WRITTEN TASKS
[a] Using the Buchanan passage below, decide whether each statement agrees with it: (i) Buchanan signed with Olympique Lyonnais in 2017; (ii) Buchanan won a gold medal at the Rio Olympics; (iii) Buchanan felt the move from West Virginia to Lyon was a massive jump. Answer each with yes or no, and quote the words from the passage that settle it.
[b] According to the Buchanan passage below, which trophy did Buchanan win at West Virginia University, and who receives it?

══ SOURCE DOCUMENT

W hile Buchanan’s quick ascent on the international side continued — the defender earning her first Olympic experience in Rio, and the bronze medal that went with it — so, too, came a meteoric rise on the club side.

After a dominant run at West Virginia University that saw Buchanan become, among other distinctions, the only Canadian aside from Sinclair to claim the Hermann Trophy — awarded to the best college soccer player in the U.S. — doors began to open up for the defender across the sport. She aimed as high as possible in choosing her next spot, signing in 2017 with the powerhouse Olympique Lyonnaise, who were fresh off winning seemingly everything. From the outside, it might’ve seemed a daunting transition, but Buchanan was unfazed.

“Definitely on paper, going from West Virginia to the top dogs, Olympique Lyonnais, a lot [of people] would say that’s a massive jump. But for me it wasn’t, because I had been part of the national team, and had that experience for such a long time,” she says. “Being a part of the national team helped me establish what that level was. So that’s the level I took into France, and brought to Lyon: that Kadeisha Buchanan that plays with the national team, the strong centre back. That’s the criteria, and that’s what I brought.

════
══ PROVIDED MATERIAL

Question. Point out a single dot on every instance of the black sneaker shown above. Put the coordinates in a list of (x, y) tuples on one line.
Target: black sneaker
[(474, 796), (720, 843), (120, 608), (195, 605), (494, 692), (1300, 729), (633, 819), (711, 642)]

════

TASK-BY-TASK OUTPUTS
[a]
(i) Yes: "signing in 2017 with the powerhouse Olympique Lyonnaise"
(ii) No: "the bronze medal that went with it"
(iii) No: "But for me it wasn’t, because I had been part of the national team"

[b] She won the Hermann Trophy, which goes to the best college soccer player in the U.S.